● **Task inputs**:
** Begin **

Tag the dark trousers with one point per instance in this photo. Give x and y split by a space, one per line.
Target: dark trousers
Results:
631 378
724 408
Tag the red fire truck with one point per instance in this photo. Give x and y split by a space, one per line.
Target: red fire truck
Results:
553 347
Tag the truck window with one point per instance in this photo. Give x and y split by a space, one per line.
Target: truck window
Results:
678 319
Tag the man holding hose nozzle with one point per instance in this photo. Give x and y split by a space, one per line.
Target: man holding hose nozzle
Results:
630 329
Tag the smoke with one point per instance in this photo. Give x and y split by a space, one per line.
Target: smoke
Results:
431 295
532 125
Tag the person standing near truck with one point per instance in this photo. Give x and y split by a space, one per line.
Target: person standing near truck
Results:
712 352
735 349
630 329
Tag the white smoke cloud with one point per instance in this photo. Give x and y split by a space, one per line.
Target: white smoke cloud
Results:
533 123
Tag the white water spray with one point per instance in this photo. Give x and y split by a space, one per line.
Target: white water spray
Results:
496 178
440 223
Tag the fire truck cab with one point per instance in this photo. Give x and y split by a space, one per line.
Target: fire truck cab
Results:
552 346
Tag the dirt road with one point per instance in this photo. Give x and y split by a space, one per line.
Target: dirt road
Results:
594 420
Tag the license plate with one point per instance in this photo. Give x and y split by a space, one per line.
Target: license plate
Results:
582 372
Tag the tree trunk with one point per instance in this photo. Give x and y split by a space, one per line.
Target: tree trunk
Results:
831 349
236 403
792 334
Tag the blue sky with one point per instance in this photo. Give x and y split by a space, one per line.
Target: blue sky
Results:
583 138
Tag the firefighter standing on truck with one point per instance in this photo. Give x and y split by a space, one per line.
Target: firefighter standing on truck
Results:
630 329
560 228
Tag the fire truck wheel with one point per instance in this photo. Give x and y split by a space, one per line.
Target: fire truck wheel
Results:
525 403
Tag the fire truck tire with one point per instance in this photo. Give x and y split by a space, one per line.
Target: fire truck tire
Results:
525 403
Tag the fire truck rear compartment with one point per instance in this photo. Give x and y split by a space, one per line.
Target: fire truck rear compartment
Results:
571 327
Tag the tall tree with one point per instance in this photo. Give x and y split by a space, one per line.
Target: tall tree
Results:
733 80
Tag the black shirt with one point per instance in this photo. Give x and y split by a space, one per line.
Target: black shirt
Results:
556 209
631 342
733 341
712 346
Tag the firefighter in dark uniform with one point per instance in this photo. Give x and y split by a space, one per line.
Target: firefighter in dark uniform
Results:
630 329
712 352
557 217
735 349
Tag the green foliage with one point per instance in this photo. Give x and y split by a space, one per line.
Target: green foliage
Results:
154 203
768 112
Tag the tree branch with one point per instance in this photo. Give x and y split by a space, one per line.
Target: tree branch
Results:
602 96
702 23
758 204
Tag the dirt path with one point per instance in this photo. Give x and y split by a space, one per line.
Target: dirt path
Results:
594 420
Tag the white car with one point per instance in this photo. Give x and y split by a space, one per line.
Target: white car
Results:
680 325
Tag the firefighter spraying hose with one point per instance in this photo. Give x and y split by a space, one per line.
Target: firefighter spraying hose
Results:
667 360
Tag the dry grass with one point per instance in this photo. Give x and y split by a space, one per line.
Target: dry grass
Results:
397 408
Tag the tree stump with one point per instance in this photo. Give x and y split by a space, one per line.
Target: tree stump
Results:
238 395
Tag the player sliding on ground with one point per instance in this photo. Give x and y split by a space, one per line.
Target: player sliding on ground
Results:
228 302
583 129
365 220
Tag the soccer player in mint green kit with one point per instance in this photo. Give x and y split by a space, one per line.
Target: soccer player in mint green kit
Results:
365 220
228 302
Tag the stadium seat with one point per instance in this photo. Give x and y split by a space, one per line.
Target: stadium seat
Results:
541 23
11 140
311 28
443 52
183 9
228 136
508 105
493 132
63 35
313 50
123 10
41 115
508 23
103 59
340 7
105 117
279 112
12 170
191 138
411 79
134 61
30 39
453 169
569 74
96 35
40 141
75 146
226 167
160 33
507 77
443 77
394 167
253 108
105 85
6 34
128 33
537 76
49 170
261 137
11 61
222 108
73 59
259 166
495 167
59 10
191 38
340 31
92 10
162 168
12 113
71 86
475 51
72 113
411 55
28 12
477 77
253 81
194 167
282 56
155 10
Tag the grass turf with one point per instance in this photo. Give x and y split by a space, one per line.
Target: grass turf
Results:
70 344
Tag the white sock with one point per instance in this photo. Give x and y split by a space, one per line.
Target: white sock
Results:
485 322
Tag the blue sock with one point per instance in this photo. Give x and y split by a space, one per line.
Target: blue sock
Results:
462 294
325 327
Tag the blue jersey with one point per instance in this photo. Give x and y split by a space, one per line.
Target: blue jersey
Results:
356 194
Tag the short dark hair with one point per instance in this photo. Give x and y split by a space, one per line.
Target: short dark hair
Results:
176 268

** End **

● **Aim of the task**: Convert all the records above into a two-column CSV with the header row text,answer. Give one row per record: its text in the text column and its answer in the answer column, each field enclosed in double quotes, with line breaks replaced by spaces.

● **Written answer**:
text,answer
"Tag the dark trousers with one point per instance in this photo. Give x and y split by a space, one per line. Target: dark trousers Results:","631 378 724 408"
"Tag the red fire truck with one point per instance in this photo. Give x and y split by a space, one per line. Target: red fire truck Results:","553 347"
"Tag the truck window with one point per instance in this photo. Give x and y split by a space, one per line. Target: truck window Results:","678 319"
"Tag the man holding hose nozzle with one point per instance in this photo. Give x and y split by a space, one per line. Target: man holding hose nozzle Results:","630 329"
"Tag the smoke with one point per instance in this photo. Give x and y split by a space, one per line. Target: smoke Results:","431 295 532 125"
"Tag the person standing near truck with one point per instance in this photo. Give x and y split by a space, one per line. Target: person standing near truck Results:","712 352 735 349 630 329"
"Tag the white smoke cloud with one point per instance in this photo. Give x and y split by a space, one per line. Target: white smoke cloud Results:","533 123"
"Tag the white water spray with one point per instance in this photo. Give x and y split by a space, one per line. Target: white water spray Results:","496 178 440 223"
"Tag the fire truck cab with one point per instance in this photo. Give x and y split by a space, one per line. Target: fire truck cab Results:","552 346"
"Tag the dirt road with one point per instance in this photo. Give x and y split by a space, one per line. Target: dirt road Results:","594 420"
"Tag the license plate with one point per instance in this photo. Give x and y split by a space, one per line. Target: license plate Results:","582 372"
"Tag the tree trunk with one point per instance in this photo. Give x and y split by a space, one per line. Target: tree trunk Results:","831 349 236 403 792 334"
"Tag the blue sky with one point per instance in this photo. Give x and y split by a space, one per line. Target: blue sky Results:","583 138"
"Tag the firefighter standing on truck with one point per instance in this photo. Give x and y split by a space, one per line. Target: firefighter standing on truck Results:","630 329 560 228"
"Tag the fire truck wheel with one point per instance in this photo. Give x and y split by a space, one per line. Target: fire truck wheel Results:","525 403"
"Tag the fire truck tire with one point per instance in this photo. Give x and y split by a space, one per line. Target: fire truck tire Results:","525 403"
"Tag the fire truck rear compartment with one point per instance in this photo. Give x and y split by a space, one per line. Target: fire truck rear compartment Results:","571 327"
"Tag the tall tree with one point per instance in this photo. Give x and y split by a space, one per line. Target: tall tree Results:","733 80"
"Tag the black shirt with one point per instance in this photo. Give x and y split by a space, one per line. Target: black shirt Results:","556 209 631 342 733 341 712 346"
"Tag the firefighter in dark uniform with one point per instance in this photo. Give x and y split by a space, one per line. Target: firefighter in dark uniform Results:","630 329 712 352 557 217 735 349"
"Tag the green foliage with one point per instance in this photo. Give x and y split by a space, one per line. Target: green foliage Results:","154 203 768 112"
"Tag the tree branch with one point per instance in this photo. Give x and y split by a space, one per line. Target: tree branch Results:","602 96 702 23 758 204"
"Tag the dirt path with one point per instance in this photo. Give x and y split by a space, one per line. Target: dirt path Results:","594 420"
"Tag the white car with one point per instance in this photo. Give x and y split by a space, one per line. Target: white car Results:","680 325"
"Tag the firefighter spraying hose with one point per instance in this photo. Give x and y split by a space, one per line. Target: firefighter spraying hose Results:","667 360"
"Tag the dry grass with one point per instance in this photo. Give x and y split by a space, one per line. Target: dry grass Results:","397 408"
"Tag the tree stump with one point per instance in this photo. Give x and y split by a space, one per line. Target: tree stump Results:","238 395"
"Tag the player sliding on ground with one point per instance in this photo. Give x and y split by a space, one per line. Target: player sliding on ground Results:","228 302 583 129 365 220"
"Tag the soccer player in mint green kit with one point per instance in this photo. Give x and y split by a space, one per line. Target: soccer player in mint green kit Results:","365 220 228 302"
"Tag the stadium seat with one point per instance in this photo. Give x and y split by a space, one per line. Target: stadium seat Results:","541 23 11 140 311 28 443 52 183 9 228 136 508 105 493 132 63 35 313 50 123 10 41 115 508 23 103 59 340 7 105 117 279 112 12 170 191 138 411 79 134 61 30 39 453 169 569 74 96 35 40 141 75 146 226 167 160 33 507 77 443 77 394 167 253 108 105 85 6 34 128 33 537 76 49 170 261 137 11 61 222 108 73 59 259 166 495 167 59 10 191 38 340 31 92 10 162 168 12 113 71 86 475 51 72 113 411 55 28 12 477 77 253 81 194 167 282 56 155 10"
"Tag the grass turf with one point per instance in this photo. Give x and y split by a space, one per line. Target: grass turf Results:","70 344"
"Tag the white sock with one point per instance in this photo. Give x and y split by a space, one per line. Target: white sock Results:","485 322"
"Tag the blue sock with one point per instance in this photo. Give x and y split by a space, one per line. Target: blue sock Results:","462 294 325 327"
"Tag the blue jersey with one point per instance in this photo. Give x and y split by a space, one per line. Target: blue jersey Results:","356 194"
"Tag the short dark hair with one point per instance in this photo. Give x and y split by a space, one per line. Target: short dark hair Results:","176 268"